I) Ou seja, apenas deve recorrer-se à citação edital quando seja impossível o contacto pessoal com o citando, ou contacto direto por outro meio.
J) O agente de execução tem ao seu dispor múltiplas bases de dados (e sabe-se agora que as encontrou, pois citou o Executado da penhora na A.R., usando a citação Edital previamente) que lhe permitiam facilmente apurar a morada profissional do Apelante (serviços de identificação civil, Segurança Social, Autoridade Tributária e Instituto da Mobilidade e dos Transportes Terrestres, por exemplo).
K) Para efectivar a citação pessoal, o AE poderia recorrer a: transmissão eletrónica de dados, carta registada com aviso de recepção, depósito, certificação da recusa de recebimento e contacto pessoal do AE.
L) Em momento nenhum alegou o AE que o Apelante se encontrava em parte incerta, nem demonstrou que hajam sido esgotadas as tentativas para citação pessoal do Apelante conforme os meios acima elencados, ou que hajam sido feitas todas as diligências impostas pela lei processual para saber o último paradeiro ou residência conhecida, conforme imposto pelas normas processuais.

- [DADOS FORNECIDOS]:
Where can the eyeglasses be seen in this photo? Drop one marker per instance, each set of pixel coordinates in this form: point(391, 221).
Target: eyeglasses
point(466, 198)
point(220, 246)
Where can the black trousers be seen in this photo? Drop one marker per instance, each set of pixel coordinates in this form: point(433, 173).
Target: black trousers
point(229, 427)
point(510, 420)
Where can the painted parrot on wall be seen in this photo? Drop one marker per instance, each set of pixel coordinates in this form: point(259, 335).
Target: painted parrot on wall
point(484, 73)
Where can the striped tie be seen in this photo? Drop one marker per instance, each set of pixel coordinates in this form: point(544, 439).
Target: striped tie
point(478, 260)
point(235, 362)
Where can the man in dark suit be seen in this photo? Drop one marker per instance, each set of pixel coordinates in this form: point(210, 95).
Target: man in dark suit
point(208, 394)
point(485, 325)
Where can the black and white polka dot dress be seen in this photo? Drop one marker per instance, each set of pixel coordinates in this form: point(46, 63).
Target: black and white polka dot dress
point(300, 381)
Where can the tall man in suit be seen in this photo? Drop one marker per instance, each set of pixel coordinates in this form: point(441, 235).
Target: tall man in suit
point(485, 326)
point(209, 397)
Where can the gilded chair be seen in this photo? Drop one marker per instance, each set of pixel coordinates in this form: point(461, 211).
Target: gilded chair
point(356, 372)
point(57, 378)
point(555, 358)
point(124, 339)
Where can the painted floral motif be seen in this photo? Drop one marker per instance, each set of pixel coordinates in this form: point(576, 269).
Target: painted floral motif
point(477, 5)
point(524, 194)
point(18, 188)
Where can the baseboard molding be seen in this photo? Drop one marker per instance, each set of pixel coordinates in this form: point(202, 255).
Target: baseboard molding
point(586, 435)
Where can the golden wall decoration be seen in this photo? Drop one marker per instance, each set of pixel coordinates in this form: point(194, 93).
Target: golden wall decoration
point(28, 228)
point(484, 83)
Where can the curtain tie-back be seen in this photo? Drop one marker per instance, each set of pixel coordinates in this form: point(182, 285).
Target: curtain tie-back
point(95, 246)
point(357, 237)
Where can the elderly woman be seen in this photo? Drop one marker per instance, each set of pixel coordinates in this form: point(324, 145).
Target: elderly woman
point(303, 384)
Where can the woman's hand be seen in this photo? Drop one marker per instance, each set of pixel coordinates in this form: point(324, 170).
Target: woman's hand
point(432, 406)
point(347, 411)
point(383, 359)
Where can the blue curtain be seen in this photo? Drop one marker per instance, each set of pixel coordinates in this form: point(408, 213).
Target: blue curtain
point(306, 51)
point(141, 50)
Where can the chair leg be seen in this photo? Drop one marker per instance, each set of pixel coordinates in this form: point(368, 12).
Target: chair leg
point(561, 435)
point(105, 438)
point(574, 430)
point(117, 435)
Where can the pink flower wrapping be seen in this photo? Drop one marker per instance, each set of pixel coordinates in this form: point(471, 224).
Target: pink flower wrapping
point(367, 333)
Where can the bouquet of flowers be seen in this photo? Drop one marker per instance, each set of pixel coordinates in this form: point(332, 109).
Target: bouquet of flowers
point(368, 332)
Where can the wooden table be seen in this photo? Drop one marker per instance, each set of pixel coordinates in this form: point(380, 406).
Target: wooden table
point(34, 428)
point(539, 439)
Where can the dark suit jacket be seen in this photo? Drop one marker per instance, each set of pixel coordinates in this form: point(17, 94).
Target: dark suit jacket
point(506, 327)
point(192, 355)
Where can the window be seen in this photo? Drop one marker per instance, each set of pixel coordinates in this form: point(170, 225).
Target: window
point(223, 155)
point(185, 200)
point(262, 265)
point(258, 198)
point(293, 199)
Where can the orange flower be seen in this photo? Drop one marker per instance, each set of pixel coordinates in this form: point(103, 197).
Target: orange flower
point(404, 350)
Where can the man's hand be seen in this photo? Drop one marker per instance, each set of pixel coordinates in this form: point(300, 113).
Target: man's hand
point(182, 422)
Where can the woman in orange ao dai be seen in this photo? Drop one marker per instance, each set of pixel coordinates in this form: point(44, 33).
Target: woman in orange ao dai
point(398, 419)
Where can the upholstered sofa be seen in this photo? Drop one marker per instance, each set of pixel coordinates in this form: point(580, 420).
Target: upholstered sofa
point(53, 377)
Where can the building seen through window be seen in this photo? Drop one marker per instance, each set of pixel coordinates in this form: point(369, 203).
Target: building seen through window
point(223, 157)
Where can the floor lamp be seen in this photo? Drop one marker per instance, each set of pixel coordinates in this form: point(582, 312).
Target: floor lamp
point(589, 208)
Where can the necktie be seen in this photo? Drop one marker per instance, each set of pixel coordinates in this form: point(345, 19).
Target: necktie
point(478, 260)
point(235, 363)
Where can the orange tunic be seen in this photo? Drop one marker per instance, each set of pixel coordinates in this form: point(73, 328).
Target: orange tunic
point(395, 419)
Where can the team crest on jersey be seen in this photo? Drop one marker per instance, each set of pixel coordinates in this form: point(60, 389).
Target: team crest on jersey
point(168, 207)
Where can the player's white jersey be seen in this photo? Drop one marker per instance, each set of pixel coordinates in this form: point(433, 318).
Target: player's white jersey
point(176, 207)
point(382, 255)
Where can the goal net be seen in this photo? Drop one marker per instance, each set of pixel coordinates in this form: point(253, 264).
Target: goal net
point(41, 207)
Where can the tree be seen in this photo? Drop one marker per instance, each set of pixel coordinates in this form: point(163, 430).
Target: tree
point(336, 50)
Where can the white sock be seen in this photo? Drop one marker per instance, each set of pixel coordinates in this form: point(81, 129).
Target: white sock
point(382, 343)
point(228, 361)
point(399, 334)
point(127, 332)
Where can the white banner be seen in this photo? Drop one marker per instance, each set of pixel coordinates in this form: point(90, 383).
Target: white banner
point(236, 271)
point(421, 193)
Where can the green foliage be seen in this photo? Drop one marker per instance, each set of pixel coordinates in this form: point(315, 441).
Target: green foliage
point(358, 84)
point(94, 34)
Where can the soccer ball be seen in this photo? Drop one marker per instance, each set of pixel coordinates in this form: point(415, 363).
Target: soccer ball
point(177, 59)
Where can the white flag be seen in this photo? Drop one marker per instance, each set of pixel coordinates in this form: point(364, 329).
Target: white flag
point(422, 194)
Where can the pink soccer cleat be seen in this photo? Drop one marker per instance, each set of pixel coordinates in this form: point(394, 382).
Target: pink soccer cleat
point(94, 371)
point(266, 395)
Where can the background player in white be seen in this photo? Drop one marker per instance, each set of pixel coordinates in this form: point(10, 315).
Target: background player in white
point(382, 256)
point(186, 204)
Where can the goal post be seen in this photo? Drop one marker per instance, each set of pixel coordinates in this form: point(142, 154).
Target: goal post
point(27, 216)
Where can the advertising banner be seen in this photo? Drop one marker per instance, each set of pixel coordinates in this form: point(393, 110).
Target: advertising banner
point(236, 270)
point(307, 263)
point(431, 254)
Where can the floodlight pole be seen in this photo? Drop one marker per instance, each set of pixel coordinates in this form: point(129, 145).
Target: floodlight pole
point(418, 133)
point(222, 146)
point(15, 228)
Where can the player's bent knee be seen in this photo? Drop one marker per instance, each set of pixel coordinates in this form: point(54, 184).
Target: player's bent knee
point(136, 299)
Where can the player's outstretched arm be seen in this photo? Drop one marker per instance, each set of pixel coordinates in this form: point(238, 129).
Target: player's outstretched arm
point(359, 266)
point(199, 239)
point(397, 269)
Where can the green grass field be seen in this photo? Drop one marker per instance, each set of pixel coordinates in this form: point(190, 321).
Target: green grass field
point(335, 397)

- [CONJUNTO DE TAREFAS]:
1 > Segundo o excerto, em que situação deve recorrer-se à citação edital?
2 > Extraia do excerto, sem qualquer alteração, o trecho que começa em "I) Ou seja, apenas" e termina em "Terrestres, por exemplo).".
Os itens não são necessários para o trabalho pedido.

- [RESPOSTAS]:
1 > Apenas quando seja impossível o contacto pessoal com o citando, ou contacto direto por outro meio.

2 >
I) Ou seja, apenas deve recorrer-se à citação edital quando seja impossível o contacto pessoal com o citando, ou contacto direto por outro meio.
J) O agente de execução tem ao seu dispor múltiplas bases de dados (e sabe-se agora que as encontrou, pois citou o Executado da penhora na A.R., usando a citação Edital previamente) que lhe permitiam facilmente apurar a morada profissional do Apelante (serviços de identificação civil, Segurança Social, Autoridade Tributária e Instituto da Mobilidade e dos Transportes Terrestres, por exemplo).